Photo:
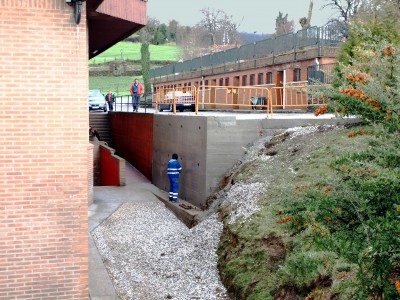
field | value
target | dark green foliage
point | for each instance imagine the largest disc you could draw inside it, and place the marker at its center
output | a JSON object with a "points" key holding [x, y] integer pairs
{"points": [[356, 216]]}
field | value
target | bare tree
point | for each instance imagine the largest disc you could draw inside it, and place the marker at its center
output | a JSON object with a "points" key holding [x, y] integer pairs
{"points": [[210, 22], [305, 22], [219, 26], [346, 8]]}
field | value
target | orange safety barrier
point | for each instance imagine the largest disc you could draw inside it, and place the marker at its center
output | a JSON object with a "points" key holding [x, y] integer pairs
{"points": [[181, 97], [291, 96]]}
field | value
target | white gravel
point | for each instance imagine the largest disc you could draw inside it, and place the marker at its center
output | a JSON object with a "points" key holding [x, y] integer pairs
{"points": [[151, 255], [241, 200]]}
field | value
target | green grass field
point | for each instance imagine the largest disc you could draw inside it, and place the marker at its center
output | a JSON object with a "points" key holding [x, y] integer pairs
{"points": [[127, 51], [131, 51], [119, 85]]}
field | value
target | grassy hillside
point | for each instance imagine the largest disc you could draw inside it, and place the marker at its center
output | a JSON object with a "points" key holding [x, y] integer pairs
{"points": [[128, 52], [290, 231], [131, 51]]}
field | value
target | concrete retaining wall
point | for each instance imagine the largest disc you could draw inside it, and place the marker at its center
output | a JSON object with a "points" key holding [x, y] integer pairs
{"points": [[207, 146]]}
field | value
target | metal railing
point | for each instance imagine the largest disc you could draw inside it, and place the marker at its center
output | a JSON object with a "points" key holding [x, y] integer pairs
{"points": [[292, 96], [313, 37]]}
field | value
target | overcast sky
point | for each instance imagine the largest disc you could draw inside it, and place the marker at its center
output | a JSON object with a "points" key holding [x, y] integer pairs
{"points": [[251, 15]]}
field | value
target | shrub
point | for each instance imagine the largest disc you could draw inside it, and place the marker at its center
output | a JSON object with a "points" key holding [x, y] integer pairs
{"points": [[356, 215]]}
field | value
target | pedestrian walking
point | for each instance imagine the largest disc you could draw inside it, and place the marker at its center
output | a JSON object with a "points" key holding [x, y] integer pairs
{"points": [[137, 91], [110, 98], [174, 169]]}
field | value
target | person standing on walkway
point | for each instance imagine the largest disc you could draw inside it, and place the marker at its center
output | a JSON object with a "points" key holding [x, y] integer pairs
{"points": [[110, 98], [174, 169], [137, 91]]}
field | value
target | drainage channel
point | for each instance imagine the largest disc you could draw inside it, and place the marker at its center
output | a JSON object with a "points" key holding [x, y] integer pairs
{"points": [[152, 251]]}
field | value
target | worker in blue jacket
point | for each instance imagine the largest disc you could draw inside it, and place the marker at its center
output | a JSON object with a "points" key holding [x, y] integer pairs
{"points": [[174, 169]]}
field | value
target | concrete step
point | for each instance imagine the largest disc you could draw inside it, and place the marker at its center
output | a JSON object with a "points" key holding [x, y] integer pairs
{"points": [[101, 122]]}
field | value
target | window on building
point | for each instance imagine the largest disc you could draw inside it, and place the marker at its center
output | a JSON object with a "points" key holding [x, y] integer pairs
{"points": [[260, 78], [244, 80], [252, 79], [296, 74], [269, 78]]}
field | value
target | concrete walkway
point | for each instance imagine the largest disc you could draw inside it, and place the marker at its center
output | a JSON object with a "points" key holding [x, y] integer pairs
{"points": [[106, 200]]}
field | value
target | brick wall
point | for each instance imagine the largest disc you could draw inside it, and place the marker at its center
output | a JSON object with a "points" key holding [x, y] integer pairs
{"points": [[43, 151]]}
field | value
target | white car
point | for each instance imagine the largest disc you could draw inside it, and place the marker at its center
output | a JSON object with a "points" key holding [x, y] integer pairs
{"points": [[97, 100]]}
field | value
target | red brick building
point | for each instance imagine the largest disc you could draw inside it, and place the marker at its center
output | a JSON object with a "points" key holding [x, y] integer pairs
{"points": [[45, 155]]}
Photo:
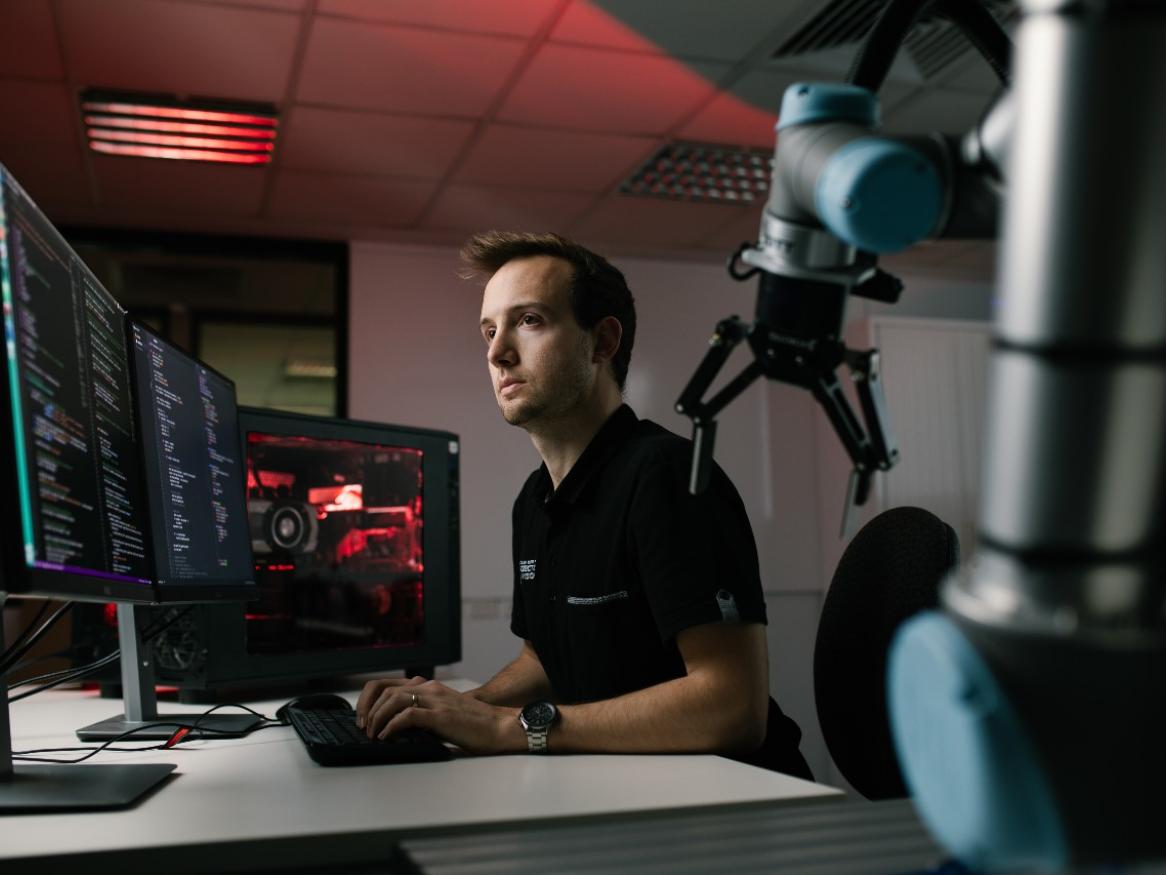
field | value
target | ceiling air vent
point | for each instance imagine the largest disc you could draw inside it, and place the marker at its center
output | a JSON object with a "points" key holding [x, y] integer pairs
{"points": [[169, 127], [933, 44], [703, 172]]}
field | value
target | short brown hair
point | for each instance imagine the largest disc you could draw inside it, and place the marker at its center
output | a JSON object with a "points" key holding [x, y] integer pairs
{"points": [[597, 289]]}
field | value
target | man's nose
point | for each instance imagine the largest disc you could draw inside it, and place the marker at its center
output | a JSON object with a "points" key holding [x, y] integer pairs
{"points": [[500, 352]]}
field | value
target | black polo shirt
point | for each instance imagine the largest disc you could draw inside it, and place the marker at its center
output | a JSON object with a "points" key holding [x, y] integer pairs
{"points": [[620, 559]]}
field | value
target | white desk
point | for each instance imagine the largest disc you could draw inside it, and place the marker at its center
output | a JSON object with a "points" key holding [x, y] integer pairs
{"points": [[260, 802]]}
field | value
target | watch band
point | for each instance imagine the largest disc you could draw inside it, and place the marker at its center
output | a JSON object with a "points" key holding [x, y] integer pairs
{"points": [[536, 739]]}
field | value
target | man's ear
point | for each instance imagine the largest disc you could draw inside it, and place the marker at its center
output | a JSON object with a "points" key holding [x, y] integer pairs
{"points": [[608, 334]]}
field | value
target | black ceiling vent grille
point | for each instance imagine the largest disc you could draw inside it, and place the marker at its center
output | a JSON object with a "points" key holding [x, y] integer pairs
{"points": [[703, 172], [933, 46]]}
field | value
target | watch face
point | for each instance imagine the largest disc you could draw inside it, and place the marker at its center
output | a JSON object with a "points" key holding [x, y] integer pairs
{"points": [[538, 715]]}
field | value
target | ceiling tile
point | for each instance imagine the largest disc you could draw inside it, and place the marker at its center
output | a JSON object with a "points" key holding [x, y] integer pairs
{"points": [[517, 18], [686, 28], [50, 172], [472, 208], [743, 228], [36, 111], [624, 222], [950, 112], [280, 5], [28, 43], [557, 160], [349, 200], [971, 72], [184, 48], [365, 142], [405, 69], [178, 186], [599, 90], [745, 114]]}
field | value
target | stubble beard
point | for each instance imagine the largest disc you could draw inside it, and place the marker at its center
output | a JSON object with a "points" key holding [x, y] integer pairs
{"points": [[553, 400]]}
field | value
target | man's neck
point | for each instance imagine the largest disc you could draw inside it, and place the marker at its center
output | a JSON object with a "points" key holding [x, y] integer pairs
{"points": [[562, 442]]}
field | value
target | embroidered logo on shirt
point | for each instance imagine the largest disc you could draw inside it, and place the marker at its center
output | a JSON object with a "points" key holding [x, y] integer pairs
{"points": [[728, 604], [597, 599]]}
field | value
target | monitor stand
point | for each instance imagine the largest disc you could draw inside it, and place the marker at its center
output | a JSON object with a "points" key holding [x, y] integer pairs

★ ★ ★ ★ ★

§ **SET EXERCISE**
The data above needs to be retyped exactly, with the images left out.

§ **FINAL ANSWER**
Photo:
field | value
target | dark green foliage
point | for each instance imagine the largest disc you could draw inside it, and place the marker at its center
output | a JSON object with a "points" key holding [x, y] integer pairs
{"points": [[356, 216]]}
field | value
target | bare tree
point | for each instance imagine the largest disc you could draw inside it, and place the marker at its center
output | a JSON object with a "points" key holding [x, y] integer pairs
{"points": [[210, 22], [305, 22], [219, 26], [346, 8]]}
field | value
target | orange safety barrier
point | for each instance imagine the largest disc you could draw inside it, and place the marker at its center
output | a JSON object with a "points" key holding [x, y] integer pairs
{"points": [[181, 97], [291, 96]]}
field | value
target | white gravel
point | for each instance imagine the largest disc you could draw inside it, and place the marker at its center
output | a JSON object with a "points" key holding [x, y] integer pairs
{"points": [[151, 255], [241, 200]]}
field | value
target | green grass field
point | for each instance imagine the largest disc you could draw inside it, and place the marker at its center
output | a JSON object with a "points" key holding [x, y] integer pairs
{"points": [[127, 51], [131, 51], [119, 85]]}
field | value
target | grassy hillside
point | for each instance imagine the largest disc you could draw inside it, and place the marker at its center
output | a JSON object with a "points" key holding [x, y] integer pairs
{"points": [[128, 52], [290, 231], [131, 51]]}
field | value
target | concrete retaining wall
point | for each instance imagine the largest disc you could draw inside it, and place the marker at its center
output | a JSON object with a "points" key holding [x, y] integer pairs
{"points": [[207, 146]]}
field | value
target | metal railing
point | for each instance imagine the largest disc you could draw inside it, and place the marker at its center
output | a JSON object with a "points" key holding [x, y] integer pairs
{"points": [[292, 96], [313, 37]]}
field | value
target | overcast sky
point | for each instance imagine the largest disc you could draw inside it, and place the marker at its center
output | a JSON object with a "points" key holding [x, y] integer pairs
{"points": [[251, 15]]}
field | value
target | shrub
point | for each instance imagine the largest disc you could draw inside it, and place the marker at its center
output | a JSON object with a "points" key holding [x, y] integer pairs
{"points": [[356, 215]]}
field | value
target | pedestrian walking
point | for each instance imagine the largest disc you could draw inside it, and place the marker at its center
output | a JSON object with a "points" key holding [x, y] integer pairs
{"points": [[137, 91], [110, 98], [174, 169]]}
field | value
target | person standing on walkway
point | for each instance imagine the largest disc you could draw inside it, and place the marker at its center
output | a JSON object with a "points" key holding [x, y] integer pairs
{"points": [[110, 98], [174, 169], [137, 91]]}
field | value
target | drainage channel
point | for each instance imagine the largest disc you could draw inside it, and place the marker at its center
output | a JSON object with a "points" key holding [x, y] integer pairs
{"points": [[152, 251]]}
field | value
target | worker in blue jacket
point | for each instance imagine the largest disc you could draw inside it, and place the marker at its center
output | a JSON object with a "points" key holding [x, y] integer pairs
{"points": [[174, 169]]}
field | value
target | concrete step
point | for each instance imagine the largest disc you could draw inside it, and place the marker at its center
output | a JSON object with a "points" key holding [x, y] integer pairs
{"points": [[101, 122]]}
field | value
target | window on building
point | for each instance imagine the largest disc you could draw inside it, and place the marker at its center
output | a JSON object with a "points" key holding [x, y] integer pairs
{"points": [[260, 78], [244, 80], [252, 79], [296, 74], [269, 78]]}
field | value
target | concrete walkway
point | for each instance imagine the largest disc you could draw inside it, and place the marker at its center
output | a JSON object with a "points" key holding [x, y] integer pairs
{"points": [[106, 200]]}
field | value
target | brick wall
point | for each instance imagine the largest disc you could draw inside it, and place the marker at its center
output | a JSON object with a "points" key holding [x, y] integer pairs
{"points": [[43, 151]]}
field | value
target | white car
point | for each instance imagine the largest disc you could draw inside it, and place the marker at its center
output | a JSON object with a "points" key holding [x, y] integer pairs
{"points": [[97, 100]]}
field | value
target | red brick building
point | for each instance imagine the largest disc you could draw inside it, and place the marker at its center
output | a JSON object with a "points" key holding [x, y] integer pairs
{"points": [[45, 155]]}
Photo:
field | value
target | ceiling air vent
point | for each instance imagine the largest disc you could draw inside it, and place the marker at its center
output | a JSON object with a "points" key holding [x, y] integer pairs
{"points": [[169, 127], [933, 44], [703, 172]]}
field | value
target | short brown hair
point | for each instance imagine the largest disc you could draw inside it, and place the marker at its center
output | a JSON object with a "points" key holding [x, y] integer pairs
{"points": [[597, 289]]}
field | value
target | man's nose
point | for each instance imagine the largest disc you could draw inside it, and place the marker at its center
output | a JSON object with a "points" key holding [x, y] integer pairs
{"points": [[500, 352]]}
field | value
target | black polo shirt
point | for each instance imagine the largest disc you could draw inside it, and place the marker at its center
output | a JSON object with a "points" key holding [x, y] integer pairs
{"points": [[620, 559]]}
field | value
target | white desk
point | for each instance imagine the largest disc you could draw inside it, and place the marker at its center
output | a JSON object with a "points" key holding [x, y] integer pairs
{"points": [[260, 802]]}
field | value
target | watch band
point | for each instance imagine the largest disc you could draw inside it, and place the marker at its center
output | a JSON object with a "points" key holding [x, y] integer pairs
{"points": [[536, 739]]}
field | value
target | man's ear
point | for each instance imagine the largest disc you could draw inside it, and place the marker at its center
output | a JSON object with a "points" key holding [x, y] integer pairs
{"points": [[608, 334]]}
field | value
target | black ceiling vent grille
point | for each instance imagine the largest disc you could draw inside it, and place the marker at its center
output | a JSON object with a "points" key holding [x, y] integer pairs
{"points": [[703, 172], [933, 46]]}
field | value
target | watch face
point | for each instance imagine the largest disc you could draw inside it, and place the marker at its center
output | a JSON object with a "points" key holding [x, y] integer pairs
{"points": [[538, 715]]}
field | value
target | ceiling tile
point | for each instance imagine the largest disc you could draw inside it, and place the marker at its center
output | a JSON object with a "points" key holding [x, y] integer pairs
{"points": [[517, 18], [686, 28], [50, 172], [472, 208], [743, 228], [36, 111], [624, 222], [950, 112], [280, 5], [28, 43], [557, 160], [349, 200], [971, 72], [184, 48], [365, 142], [405, 69], [178, 186], [599, 90], [745, 114]]}
field | value
target | stubble beard
point | for each instance imagine the largest disc you could draw inside it, and place the marker at its center
output | a JSON object with a "points" key holding [x, y] integer pairs
{"points": [[553, 400]]}
field | value
target | man's neck
point | for each instance imagine the largest disc you could draw inside it, and place the marker at its center
output | a JSON object with a "points" key holding [x, y] integer pairs
{"points": [[562, 442]]}
field | value
target | embroidered logo on shirt
point | for each instance imagine the largest disc you could draw inside it, and place the marker at its center
output | a JSON object with a "points" key holding [x, y] integer pairs
{"points": [[728, 604], [597, 599]]}
field | value
target | monitor stand
point | for each instance imagine the largest disc you could draw inside it, and place the marker at its center
output | a JSON object with a "points" key holding [x, y] integer pairs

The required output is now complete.